> _What you need to do_: Could you reproduce the material below word for word, leaving out the pictures?

> _Data supplied_:
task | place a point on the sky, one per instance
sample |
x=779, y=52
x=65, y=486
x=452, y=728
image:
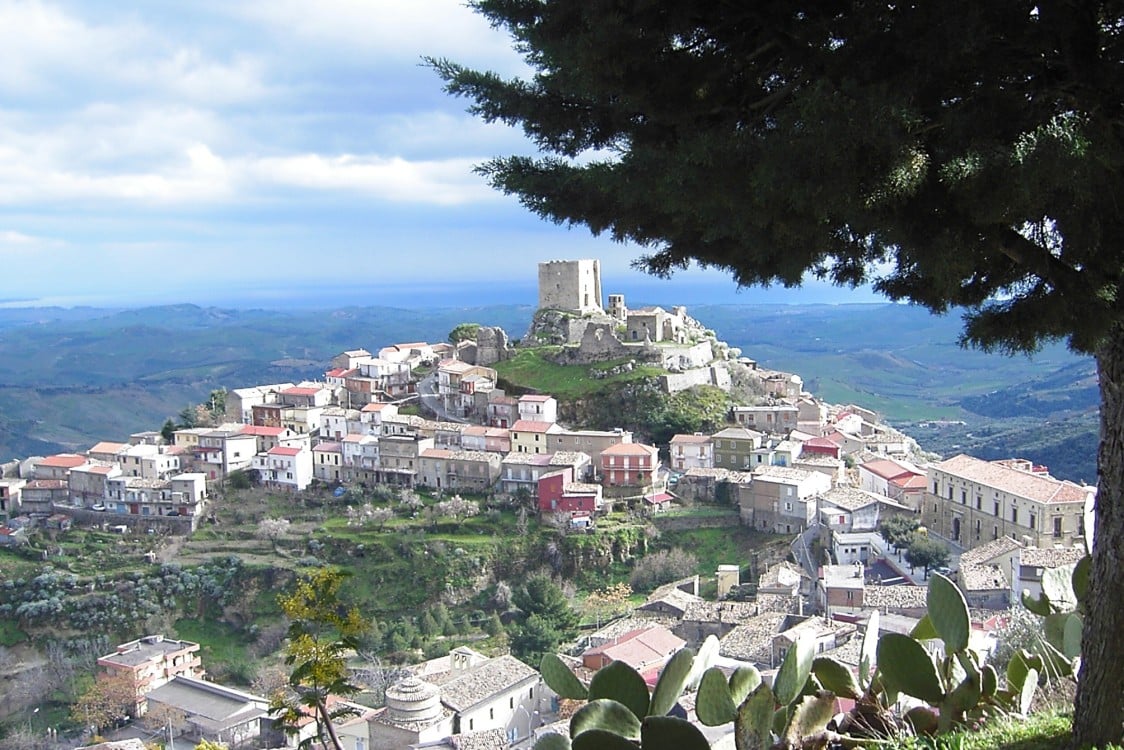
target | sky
x=247, y=152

> _Task solution_:
task | place a point on the sky, one per instance
sample |
x=779, y=52
x=65, y=486
x=452, y=728
image:
target | sky
x=247, y=152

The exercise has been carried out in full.